Passage shown:
++++++++

Explanation: RStudio is an IDE that offers an interface for writing and executing R code. It provides a user-friendly console, code editor with syntax highlighting, and tools for creating visualizations, debugging, and managing R projects efficiently.

Question 16:

____________________ data refers to data that has a predefined format and fits into traditional databases.

Answer: “Structured”

Explanation: Structured data refers to data that is organized in a specific, predefined format, usually in rows and columns (like a table) that fit into traditional databases such as SQL. It is easy to search and analyze using relational database management systems.

Question 17:

A data ____________________ is a centralized repository that stores data in its raw, unaltered form, accommodating future analytical needs.

Answer: “lake”

Explanation: A data lake is a storage repository that holds large amounts of raw data in its native format until it is needed for analysis. Unlike data warehouses, data lakes can store unstructured, semi-structured, and structured data, allowing flexibility for future data processing and analysis.

Question 18:

In a relational database, each row is uniquely identified by a ____________________.

Answer: “key”

Explanation: In relational databases, a key is a unique identifier for each row (or record) in a table. It ensures that each record can be uniquely distinguished from others.

Question 19:

The distributed file system used by Hadoop to store data across multiple servers is called ____________________.

Answer: “HDFS (Hadoop Distributed File System)”

Explanation: HDFS is a distributed file system designed to run on commodity hardware. It is used by Hadoop to store large volumes of data across multiple servers, providing high fault tolerance and scalability. HDFS is a key component in the Hadoop ecosystem for processing big data.

Section 4. Data Analysis with R

Question 20

Which of the following R code correctly assigns the nycflights13::airlines data.frame to the variable df_airlines? (Note that df_airlines is simply the name of the R object and can be any valid name in R.)

nycflights13::airlines <- df_airlines
df_airlines <- nycflights13::airlines
nycflights13::airlines <= df_airlines
df_airlines == nycflights13::airlines

Answer: b. df_airlines <- nycflights13::airlines

Explanation: The correct assignment operator in R is <-. The right-hand side value (nycflights13::airlines) is assigned to the left-hand variable (df_airlines). The other choices are either incorrect operators or use an invalid assignment direction.

Question 21

Which of the following R code correctly calculate the number of elements in a vector x <- c(1,2,3,4,5)?

nrow(x)
sd(x)
sum(x)
length(x)

Answer: d. length(x)

Explanation: The length() function returns the number of elements in a vector. The other options either calculate the number of rows (for data frames or matrices) or the sum or standard deviation of the vector elements.

++++++++

Location identification entries:

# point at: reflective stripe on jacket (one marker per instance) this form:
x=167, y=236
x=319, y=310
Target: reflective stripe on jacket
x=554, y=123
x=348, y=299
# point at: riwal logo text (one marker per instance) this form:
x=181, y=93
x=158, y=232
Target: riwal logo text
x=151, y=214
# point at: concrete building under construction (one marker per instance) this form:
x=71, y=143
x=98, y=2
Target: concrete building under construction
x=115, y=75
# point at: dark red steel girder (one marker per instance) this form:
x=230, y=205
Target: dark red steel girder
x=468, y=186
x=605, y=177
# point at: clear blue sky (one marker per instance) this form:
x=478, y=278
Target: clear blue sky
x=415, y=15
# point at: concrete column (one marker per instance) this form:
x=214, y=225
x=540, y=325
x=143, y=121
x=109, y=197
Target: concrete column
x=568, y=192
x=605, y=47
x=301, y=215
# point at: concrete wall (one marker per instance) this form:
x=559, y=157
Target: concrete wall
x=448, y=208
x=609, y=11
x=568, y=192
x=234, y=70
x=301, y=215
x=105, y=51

++++++++

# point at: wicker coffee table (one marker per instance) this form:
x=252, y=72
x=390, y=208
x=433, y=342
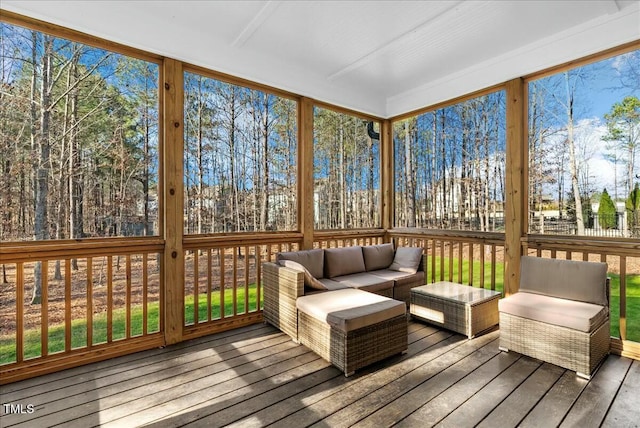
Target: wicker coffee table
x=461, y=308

++++++++

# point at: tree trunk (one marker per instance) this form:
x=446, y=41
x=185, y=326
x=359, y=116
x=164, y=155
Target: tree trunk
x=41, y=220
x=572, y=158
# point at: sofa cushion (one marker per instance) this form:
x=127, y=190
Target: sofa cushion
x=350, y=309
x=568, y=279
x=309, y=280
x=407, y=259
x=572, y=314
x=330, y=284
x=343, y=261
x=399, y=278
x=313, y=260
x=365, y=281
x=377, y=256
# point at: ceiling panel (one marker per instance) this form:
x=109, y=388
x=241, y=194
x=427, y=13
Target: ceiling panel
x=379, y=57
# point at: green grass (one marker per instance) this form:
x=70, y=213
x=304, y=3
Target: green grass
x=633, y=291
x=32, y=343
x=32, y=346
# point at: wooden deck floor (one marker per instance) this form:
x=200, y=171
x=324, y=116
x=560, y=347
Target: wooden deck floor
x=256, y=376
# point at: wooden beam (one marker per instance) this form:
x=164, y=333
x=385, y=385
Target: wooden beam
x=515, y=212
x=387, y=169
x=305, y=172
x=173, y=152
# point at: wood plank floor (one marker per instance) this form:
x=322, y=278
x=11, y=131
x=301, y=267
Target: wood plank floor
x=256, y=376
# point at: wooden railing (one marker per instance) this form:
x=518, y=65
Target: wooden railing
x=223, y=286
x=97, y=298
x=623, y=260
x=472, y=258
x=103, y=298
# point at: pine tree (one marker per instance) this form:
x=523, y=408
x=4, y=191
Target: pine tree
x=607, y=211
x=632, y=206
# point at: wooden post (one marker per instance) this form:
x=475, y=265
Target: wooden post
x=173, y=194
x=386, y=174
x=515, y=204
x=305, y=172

++++++++

Requirements:
1. In the data quiz, what does the length() function in R return?
2. Write what comes next in the data quiz, picking up after its last sentence.
The items are separate material from the data quiz.

Task answers:
1. The number of elements in a vector.

2.
Question 22

Write the R code to create a new variable called result and assign to it the sum of 5 and 7 in R.

Answer: ______________________________________________

Answer: result <- 5 + 7

Explanation: In R, you use the <- operator to assign values to variables. Here, the expression 5 + 7 calculates the sum, which is then assigned to the variable result.

Question 23

Given the data.frame df with variables age and name, which of the following expressions returns a vector containing the values in the age variable?

df:age
df::age
df$age
Both b and c

Answer: c. df$age

Explanation: In R, the $ operator is used to access specific variables (columns) within a data frame. The df$age expression will return the age column from df. The other options use invalid syntax.

Question 24

The expression as.numeric("123") will return the numeric value 123.

True
False

Answer: a. True

Explanation: The as.numeric() function in R converts character data into numeric format, so “123” will correctly be converted to the numeric value 123.

Question 25

What is the result of the expression (4 + 3) ^ 2 in R?

Answer: d. 49

Explanation: The expression (4 + 3) ^ 2 first adds 4 and 3 to get 7, then raises 7 to the power of 2, which results in 49.

Question 26

Given vectors a <- c(1, 2, 3) and b <- c(4, 5, 6), what is the result of a + b?

c(5, 7, 9)
c(4, 5, 6, 1, 2, 3)
c(1, 2, 3, 4, 5, 6)
Error

Answer: a. c(5, 7, 9)

Explanation: In R, adding two vectors element-wise results in a new vector where each element is the sum of corresponding elements. So, a + b results in c(1 + 4, 2 + 5, 3 + 6) or c(5, 7, 9).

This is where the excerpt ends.